-------- SOURCE RECORDS
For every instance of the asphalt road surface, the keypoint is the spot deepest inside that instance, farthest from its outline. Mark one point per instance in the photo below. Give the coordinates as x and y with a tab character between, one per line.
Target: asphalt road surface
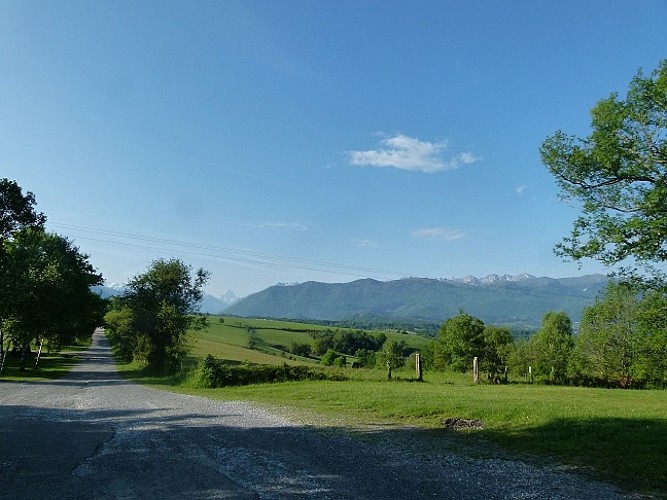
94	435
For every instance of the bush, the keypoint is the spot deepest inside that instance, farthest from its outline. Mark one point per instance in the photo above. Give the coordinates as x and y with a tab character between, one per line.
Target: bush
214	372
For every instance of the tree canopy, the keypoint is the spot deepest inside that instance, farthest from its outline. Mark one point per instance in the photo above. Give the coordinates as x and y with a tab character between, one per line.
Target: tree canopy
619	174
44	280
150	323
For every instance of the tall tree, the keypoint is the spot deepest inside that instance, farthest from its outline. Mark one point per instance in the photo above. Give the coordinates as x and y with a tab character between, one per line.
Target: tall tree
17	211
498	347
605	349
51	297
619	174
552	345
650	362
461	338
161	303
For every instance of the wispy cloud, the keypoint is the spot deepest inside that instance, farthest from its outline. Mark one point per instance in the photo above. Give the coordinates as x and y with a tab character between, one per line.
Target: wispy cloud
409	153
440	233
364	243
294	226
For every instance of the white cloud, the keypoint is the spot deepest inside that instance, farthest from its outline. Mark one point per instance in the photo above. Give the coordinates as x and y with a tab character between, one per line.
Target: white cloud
----------------
-------- SOURCE RECORDS
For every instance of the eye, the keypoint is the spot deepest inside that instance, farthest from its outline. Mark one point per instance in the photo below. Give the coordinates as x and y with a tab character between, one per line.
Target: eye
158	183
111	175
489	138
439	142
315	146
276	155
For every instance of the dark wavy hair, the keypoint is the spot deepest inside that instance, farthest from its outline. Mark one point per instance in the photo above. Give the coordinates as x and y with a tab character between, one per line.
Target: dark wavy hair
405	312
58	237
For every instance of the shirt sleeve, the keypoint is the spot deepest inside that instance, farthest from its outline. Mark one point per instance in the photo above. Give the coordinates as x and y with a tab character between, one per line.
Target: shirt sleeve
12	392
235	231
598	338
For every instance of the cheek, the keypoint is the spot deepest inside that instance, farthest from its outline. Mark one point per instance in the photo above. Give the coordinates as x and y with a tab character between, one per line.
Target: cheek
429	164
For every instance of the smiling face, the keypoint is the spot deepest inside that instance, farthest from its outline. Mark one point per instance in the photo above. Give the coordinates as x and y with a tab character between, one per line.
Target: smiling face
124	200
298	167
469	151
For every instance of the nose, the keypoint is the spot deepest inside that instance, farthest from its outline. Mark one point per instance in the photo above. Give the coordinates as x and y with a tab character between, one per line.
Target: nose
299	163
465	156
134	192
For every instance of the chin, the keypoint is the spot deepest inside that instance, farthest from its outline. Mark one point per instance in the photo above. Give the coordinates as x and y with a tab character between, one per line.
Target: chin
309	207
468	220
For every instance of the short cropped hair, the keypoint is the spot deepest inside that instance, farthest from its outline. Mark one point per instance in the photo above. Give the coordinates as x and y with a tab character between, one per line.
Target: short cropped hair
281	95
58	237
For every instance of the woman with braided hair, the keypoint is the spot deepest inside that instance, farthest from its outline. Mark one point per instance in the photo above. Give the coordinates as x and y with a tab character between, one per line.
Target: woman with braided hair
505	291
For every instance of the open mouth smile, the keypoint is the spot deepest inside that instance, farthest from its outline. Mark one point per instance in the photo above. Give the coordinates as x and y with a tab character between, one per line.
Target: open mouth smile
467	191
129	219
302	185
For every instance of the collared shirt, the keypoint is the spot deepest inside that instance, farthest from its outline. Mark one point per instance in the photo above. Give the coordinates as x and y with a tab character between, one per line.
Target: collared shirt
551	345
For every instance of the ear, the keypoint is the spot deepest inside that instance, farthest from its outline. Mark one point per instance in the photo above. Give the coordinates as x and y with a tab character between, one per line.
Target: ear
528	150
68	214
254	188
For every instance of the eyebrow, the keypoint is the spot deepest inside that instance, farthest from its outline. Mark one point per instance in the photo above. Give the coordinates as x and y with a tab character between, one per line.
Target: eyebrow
----------------
-------- SOURCE RECORDS
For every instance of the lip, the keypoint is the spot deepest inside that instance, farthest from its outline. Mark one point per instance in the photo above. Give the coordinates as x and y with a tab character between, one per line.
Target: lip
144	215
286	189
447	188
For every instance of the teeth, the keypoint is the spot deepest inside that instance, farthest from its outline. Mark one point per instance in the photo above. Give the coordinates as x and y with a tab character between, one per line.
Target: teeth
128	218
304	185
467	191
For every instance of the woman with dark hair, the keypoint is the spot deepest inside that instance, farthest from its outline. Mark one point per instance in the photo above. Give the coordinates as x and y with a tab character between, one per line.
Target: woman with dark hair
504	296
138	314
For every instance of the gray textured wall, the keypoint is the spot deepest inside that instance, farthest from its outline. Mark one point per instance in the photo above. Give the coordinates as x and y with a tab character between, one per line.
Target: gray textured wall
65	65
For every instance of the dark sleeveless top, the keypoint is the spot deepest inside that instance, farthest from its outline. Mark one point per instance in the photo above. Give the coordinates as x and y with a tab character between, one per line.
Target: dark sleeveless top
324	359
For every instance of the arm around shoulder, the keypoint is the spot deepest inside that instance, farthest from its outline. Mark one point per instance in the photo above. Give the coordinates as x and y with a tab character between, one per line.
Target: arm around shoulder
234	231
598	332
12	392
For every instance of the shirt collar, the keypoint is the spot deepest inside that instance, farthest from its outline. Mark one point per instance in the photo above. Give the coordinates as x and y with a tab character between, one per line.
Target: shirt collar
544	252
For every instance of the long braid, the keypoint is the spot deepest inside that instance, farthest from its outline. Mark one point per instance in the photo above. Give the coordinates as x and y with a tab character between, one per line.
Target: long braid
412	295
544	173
----------------
## EXERCISE INSTRUCTIONS
Once you find the line with "Target: dark wavy hair" above, print it and every line after it up to and including the line with "For every instance of the short", exactly as written and nothing else.

## OUTPUT FOR THIS EXERCISE
Target: dark wavy hair
405	312
58	237
For every instance of the shirt sleeve, the keypoint is the spot deepest inside that instance, farthest from its outline. Mark one point per instance in the photo above. Give the coordinates as x and y with a tab character between, one per line.
Target: shirt sleeve
12	392
235	231
598	338
For every instance of the cheek, the keypoint is the spot deepest inside that instance, farthest from its outline. Mark one point per instance in the photo above. Give the coordinates as x and y with a tab character between, one per line.
Target: cheek
429	164
For every instance of the smiling face, the keypoint is the spot deepest inside that instance, farthest from its outline. Mark one point per instance in the photo above. Give the coordinates as x and y with a tab character between, one per line.
Target: smiling face
124	200
298	167
469	151
For every instance of the nose, the keypoint is the spot deepest inside that instance, farthest from its outline. Mark one point per instance in the photo above. Give the coordinates as x and y with a tab character between, one per line.
Target: nose
299	163
465	156
134	192
For every instance of the chin, the keypoint is the spot deepest inside that instance, farthest from its outline. Mark one point per instance in the photo above. Give the coordinates as x and y with a tab character between, one per line.
Target: chin
309	207
468	220
For every instance of the short cropped hair, the keypoint is the spot deepest inside that instance, farthest from its outline. Mark one point per instance in the photo above. Give the coordinates as x and y with a tab character between, one per line.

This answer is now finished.